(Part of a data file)

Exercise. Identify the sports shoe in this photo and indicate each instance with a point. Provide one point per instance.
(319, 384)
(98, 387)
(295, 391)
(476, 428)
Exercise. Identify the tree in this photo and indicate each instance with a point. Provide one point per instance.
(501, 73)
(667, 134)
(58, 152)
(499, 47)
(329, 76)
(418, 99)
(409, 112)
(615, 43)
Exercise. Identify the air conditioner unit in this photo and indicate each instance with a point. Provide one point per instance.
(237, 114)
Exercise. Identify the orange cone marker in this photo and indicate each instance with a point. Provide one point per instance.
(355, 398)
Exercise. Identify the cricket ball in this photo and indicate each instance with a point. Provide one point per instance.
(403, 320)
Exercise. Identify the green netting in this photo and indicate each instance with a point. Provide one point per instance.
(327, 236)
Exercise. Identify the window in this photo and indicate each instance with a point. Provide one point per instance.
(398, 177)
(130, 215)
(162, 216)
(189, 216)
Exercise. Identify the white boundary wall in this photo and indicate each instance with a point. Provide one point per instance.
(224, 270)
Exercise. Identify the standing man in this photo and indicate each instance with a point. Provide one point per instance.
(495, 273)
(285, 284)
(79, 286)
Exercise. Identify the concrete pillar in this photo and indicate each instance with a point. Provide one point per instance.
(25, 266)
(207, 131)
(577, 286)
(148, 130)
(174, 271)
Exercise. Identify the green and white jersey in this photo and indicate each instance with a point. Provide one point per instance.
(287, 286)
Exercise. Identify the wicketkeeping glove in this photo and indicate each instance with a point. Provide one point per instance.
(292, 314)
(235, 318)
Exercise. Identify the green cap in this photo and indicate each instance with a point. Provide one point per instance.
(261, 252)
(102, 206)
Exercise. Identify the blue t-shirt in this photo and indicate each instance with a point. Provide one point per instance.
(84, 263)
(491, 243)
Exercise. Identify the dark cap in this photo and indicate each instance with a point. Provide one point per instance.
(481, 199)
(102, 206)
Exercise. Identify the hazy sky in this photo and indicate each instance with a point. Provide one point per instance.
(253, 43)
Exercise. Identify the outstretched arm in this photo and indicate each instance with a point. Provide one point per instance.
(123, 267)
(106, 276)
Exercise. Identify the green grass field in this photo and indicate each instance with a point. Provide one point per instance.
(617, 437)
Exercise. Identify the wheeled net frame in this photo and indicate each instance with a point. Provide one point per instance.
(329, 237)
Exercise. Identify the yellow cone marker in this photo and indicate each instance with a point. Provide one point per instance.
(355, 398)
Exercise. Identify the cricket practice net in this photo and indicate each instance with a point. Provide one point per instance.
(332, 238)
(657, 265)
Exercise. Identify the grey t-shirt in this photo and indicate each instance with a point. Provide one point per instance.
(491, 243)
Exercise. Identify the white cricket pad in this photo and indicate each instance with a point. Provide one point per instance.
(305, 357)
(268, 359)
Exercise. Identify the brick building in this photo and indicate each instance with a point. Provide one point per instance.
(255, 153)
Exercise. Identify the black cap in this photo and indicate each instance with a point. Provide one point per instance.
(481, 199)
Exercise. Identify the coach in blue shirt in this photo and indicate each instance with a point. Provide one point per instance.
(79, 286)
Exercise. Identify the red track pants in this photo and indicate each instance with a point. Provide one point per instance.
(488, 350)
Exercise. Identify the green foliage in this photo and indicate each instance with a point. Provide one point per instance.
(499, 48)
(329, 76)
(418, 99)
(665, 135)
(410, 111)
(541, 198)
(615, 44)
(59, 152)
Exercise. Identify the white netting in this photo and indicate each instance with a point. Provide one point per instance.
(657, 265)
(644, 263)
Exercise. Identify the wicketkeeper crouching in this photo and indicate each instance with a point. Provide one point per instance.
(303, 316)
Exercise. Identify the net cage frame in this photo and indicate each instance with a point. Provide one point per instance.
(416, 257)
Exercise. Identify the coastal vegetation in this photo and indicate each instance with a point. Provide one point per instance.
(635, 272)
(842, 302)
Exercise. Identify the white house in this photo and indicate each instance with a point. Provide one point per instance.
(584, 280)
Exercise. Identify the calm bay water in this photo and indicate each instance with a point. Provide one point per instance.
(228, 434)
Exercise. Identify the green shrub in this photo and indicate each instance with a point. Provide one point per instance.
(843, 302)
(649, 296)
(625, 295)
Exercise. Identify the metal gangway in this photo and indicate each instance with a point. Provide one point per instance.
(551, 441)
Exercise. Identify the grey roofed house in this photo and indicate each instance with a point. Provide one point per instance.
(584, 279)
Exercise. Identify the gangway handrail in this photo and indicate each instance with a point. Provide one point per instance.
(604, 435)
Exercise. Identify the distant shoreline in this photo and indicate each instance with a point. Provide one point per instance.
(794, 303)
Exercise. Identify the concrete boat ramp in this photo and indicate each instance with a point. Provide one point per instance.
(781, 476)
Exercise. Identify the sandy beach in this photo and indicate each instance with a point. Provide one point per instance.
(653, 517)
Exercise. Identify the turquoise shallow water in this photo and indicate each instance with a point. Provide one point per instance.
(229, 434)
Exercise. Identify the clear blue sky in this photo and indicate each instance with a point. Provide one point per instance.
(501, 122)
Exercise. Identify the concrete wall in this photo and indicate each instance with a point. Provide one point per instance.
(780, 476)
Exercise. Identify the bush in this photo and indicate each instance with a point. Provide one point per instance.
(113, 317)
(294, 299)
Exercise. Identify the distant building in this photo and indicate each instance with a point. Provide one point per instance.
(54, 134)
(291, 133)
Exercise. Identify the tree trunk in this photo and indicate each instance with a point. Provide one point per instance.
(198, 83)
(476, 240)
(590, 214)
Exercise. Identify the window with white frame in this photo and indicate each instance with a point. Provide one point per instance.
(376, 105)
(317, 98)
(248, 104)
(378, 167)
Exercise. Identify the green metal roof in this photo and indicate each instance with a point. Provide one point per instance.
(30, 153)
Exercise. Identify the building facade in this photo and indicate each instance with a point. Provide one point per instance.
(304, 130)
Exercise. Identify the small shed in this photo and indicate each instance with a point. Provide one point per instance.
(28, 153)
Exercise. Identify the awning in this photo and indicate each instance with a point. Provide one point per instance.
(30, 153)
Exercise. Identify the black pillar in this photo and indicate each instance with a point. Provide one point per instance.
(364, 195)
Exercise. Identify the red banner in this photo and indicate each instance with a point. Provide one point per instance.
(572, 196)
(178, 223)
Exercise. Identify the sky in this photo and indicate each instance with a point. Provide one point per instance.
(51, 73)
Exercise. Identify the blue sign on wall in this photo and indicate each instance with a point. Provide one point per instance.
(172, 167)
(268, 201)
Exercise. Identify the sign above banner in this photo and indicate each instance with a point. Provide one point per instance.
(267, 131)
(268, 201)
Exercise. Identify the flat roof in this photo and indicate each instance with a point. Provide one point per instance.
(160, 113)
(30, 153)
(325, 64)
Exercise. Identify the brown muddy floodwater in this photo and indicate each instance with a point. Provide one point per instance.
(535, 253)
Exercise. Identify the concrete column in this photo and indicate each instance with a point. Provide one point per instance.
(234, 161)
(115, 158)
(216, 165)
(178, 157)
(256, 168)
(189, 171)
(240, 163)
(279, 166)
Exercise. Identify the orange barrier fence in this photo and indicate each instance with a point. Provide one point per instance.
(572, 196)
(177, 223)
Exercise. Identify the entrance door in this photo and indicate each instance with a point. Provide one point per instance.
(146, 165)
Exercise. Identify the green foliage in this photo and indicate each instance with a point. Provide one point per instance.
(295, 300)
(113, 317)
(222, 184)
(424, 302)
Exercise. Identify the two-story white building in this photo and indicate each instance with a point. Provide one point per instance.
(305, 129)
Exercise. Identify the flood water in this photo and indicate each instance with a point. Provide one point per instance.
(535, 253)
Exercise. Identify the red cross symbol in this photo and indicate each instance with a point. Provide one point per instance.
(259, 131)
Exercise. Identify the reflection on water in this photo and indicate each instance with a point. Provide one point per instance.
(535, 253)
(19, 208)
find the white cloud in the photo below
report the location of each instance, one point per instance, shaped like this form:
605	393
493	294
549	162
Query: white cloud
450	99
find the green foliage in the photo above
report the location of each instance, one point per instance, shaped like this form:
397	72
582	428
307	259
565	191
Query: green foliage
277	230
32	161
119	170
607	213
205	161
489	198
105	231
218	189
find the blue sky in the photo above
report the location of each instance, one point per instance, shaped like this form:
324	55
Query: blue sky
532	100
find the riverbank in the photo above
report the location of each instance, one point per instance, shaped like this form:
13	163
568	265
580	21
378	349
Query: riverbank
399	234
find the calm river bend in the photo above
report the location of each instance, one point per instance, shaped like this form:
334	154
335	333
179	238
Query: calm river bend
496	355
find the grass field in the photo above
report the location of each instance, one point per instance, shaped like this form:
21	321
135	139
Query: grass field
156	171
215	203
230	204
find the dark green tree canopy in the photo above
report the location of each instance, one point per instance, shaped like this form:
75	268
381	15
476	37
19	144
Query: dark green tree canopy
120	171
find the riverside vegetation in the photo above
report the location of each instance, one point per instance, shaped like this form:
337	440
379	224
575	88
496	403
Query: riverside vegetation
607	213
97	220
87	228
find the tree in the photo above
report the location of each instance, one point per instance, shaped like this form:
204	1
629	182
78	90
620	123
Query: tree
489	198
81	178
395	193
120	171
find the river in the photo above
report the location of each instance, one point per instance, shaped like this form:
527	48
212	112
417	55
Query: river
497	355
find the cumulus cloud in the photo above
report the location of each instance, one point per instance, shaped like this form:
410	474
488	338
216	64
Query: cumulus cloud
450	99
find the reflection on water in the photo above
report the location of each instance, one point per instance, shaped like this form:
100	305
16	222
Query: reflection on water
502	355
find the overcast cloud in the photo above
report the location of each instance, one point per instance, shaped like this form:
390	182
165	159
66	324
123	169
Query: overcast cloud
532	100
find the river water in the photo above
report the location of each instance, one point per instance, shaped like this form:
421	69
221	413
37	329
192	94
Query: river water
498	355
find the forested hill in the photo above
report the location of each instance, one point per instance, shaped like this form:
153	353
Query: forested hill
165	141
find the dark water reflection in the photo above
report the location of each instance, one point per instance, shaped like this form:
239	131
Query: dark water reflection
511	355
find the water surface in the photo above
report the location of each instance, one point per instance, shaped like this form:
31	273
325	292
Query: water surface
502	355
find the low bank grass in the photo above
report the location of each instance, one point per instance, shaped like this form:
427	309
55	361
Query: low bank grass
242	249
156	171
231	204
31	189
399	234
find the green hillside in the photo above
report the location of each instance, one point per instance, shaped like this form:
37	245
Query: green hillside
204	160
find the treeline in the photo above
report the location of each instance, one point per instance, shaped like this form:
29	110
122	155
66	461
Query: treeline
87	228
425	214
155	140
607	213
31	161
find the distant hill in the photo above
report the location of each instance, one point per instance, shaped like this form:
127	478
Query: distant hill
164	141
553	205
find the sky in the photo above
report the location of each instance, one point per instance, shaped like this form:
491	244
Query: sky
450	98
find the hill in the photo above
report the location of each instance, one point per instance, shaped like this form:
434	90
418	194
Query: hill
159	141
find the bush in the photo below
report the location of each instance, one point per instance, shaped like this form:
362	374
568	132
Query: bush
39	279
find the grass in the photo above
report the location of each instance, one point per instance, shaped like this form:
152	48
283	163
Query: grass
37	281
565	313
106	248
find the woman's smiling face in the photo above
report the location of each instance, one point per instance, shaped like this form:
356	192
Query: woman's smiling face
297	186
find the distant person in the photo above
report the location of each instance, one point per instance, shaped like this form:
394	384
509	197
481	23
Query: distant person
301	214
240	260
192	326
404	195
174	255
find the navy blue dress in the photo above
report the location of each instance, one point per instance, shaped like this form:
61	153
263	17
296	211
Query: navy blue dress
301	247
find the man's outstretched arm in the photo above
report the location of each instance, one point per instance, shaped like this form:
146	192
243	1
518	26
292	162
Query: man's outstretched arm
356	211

▶ [What is expected]:
Copy the entries above word for word, starting at the line containing "find the sky in the photo above" and continuing through the final line of the entries.

▶ [Answer]:
find the sky in the photo above
report the location of each instance, one point per instance, shaped like this form:
491	244
Query: sky
450	98
find the hill in the photo above
report the location of each instance, one point per instance, shaped like this form:
434	90
418	194
Query: hill
159	141
find the bush in the photo below
report the location of each instance, one point per instance, shaped like this form:
362	374
568	132
Query: bush
39	279
find the grass in the photo above
report the location of each instance, one point per instance, shaped like this form:
152	48
283	163
Query: grass
37	281
565	313
106	248
find the woman's smiling face in the photo above
report the location of each instance, one point per instance, shaped like this form:
356	192
Query: woman's smiling face
297	186
find the distant person in the photo above
report the location of each instance, one point per instance, shaped like this form:
394	384
509	197
481	23
Query: distant person
301	214
240	260
192	326
404	195
174	255
find the navy blue dress in the photo above
report the location of each instance, one point per instance, shaped like this form:
61	153
263	17
296	211
Query: navy blue dress
301	247
find the man's outstretched arm in the photo above
report the location of each instance, one point per instance, shaped like this form:
146	192
243	1
518	26
292	162
Query: man's outstretched arm
356	211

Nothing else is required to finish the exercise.